What is needed: Edit the listing below by replacing "Target" with "Object" wherever it occurs, and keep every other line unchanged.

Supplied information:

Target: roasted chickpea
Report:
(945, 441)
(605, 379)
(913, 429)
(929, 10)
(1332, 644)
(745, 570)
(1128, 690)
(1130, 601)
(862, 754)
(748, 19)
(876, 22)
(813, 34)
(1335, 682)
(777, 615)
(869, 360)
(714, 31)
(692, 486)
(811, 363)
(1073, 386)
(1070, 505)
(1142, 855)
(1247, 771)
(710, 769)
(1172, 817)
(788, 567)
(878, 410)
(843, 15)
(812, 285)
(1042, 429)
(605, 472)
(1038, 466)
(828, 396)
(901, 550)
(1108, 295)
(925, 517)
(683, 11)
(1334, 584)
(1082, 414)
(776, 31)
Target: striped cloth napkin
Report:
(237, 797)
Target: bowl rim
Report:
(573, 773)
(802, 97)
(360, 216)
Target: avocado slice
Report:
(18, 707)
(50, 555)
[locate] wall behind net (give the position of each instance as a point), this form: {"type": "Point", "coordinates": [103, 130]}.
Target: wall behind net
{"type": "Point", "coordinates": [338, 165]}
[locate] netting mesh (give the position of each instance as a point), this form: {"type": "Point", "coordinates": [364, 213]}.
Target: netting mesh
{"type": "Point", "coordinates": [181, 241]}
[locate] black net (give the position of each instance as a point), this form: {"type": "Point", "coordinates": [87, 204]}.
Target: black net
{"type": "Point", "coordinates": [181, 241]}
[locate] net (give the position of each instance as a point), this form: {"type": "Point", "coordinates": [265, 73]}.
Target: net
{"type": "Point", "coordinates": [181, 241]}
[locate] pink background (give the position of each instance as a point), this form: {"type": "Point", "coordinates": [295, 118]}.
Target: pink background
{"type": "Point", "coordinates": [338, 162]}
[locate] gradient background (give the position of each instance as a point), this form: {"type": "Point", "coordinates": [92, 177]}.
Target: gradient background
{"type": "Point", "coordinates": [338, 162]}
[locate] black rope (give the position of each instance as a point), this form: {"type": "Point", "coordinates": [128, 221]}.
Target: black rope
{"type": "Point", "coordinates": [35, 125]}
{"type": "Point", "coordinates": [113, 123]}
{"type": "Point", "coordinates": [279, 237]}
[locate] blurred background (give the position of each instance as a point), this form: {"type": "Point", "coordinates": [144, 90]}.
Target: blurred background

Exercise response:
Object: roasted chickpea
Report:
(945, 441)
(605, 379)
(913, 429)
(929, 10)
(1332, 644)
(745, 570)
(1128, 690)
(1130, 601)
(862, 754)
(748, 19)
(876, 22)
(813, 34)
(1335, 682)
(777, 615)
(869, 360)
(714, 31)
(692, 486)
(811, 363)
(1073, 386)
(1070, 505)
(1142, 855)
(1247, 771)
(710, 769)
(1172, 817)
(788, 567)
(878, 410)
(843, 15)
(812, 285)
(1042, 429)
(605, 472)
(1038, 466)
(828, 396)
(901, 550)
(1108, 295)
(925, 517)
(683, 11)
(1334, 584)
(1082, 414)
(776, 31)
Object: striped cloth napkin
Report:
(237, 797)
Object: bowl rim
Report:
(573, 773)
(802, 97)
(360, 216)
Object: avocado slice
Report:
(18, 707)
(50, 555)
[locate] wall behind net (give the position of each instance as a point), this form: {"type": "Point", "coordinates": [103, 130]}.
Object: wall behind net
{"type": "Point", "coordinates": [338, 165]}
[locate] netting mesh (give the position of each instance as a point), this form: {"type": "Point", "coordinates": [364, 213]}.
Object: netting mesh
{"type": "Point", "coordinates": [181, 241]}
[locate] black net (give the position of each instance as a point), this form: {"type": "Point", "coordinates": [87, 204]}.
Object: black net
{"type": "Point", "coordinates": [181, 241]}
[locate] net (give the position of each instance as a point), this form: {"type": "Point", "coordinates": [265, 73]}.
Object: net
{"type": "Point", "coordinates": [181, 241]}
[locate] pink background (give the position of each instance as a point), this form: {"type": "Point", "coordinates": [295, 118]}.
Object: pink background
{"type": "Point", "coordinates": [338, 162]}
[locate] gradient background (give the position of each instance as a point), this form: {"type": "Point", "coordinates": [92, 177]}.
Object: gradient background
{"type": "Point", "coordinates": [338, 162]}
[locate] black rope (give the position of each instance as a point), this form: {"type": "Point", "coordinates": [128, 221]}.
Object: black rope
{"type": "Point", "coordinates": [35, 125]}
{"type": "Point", "coordinates": [113, 123]}
{"type": "Point", "coordinates": [279, 237]}
[locate] blurred background (give the position of each instance as a point), this form: {"type": "Point", "coordinates": [144, 90]}.
Object: blurred background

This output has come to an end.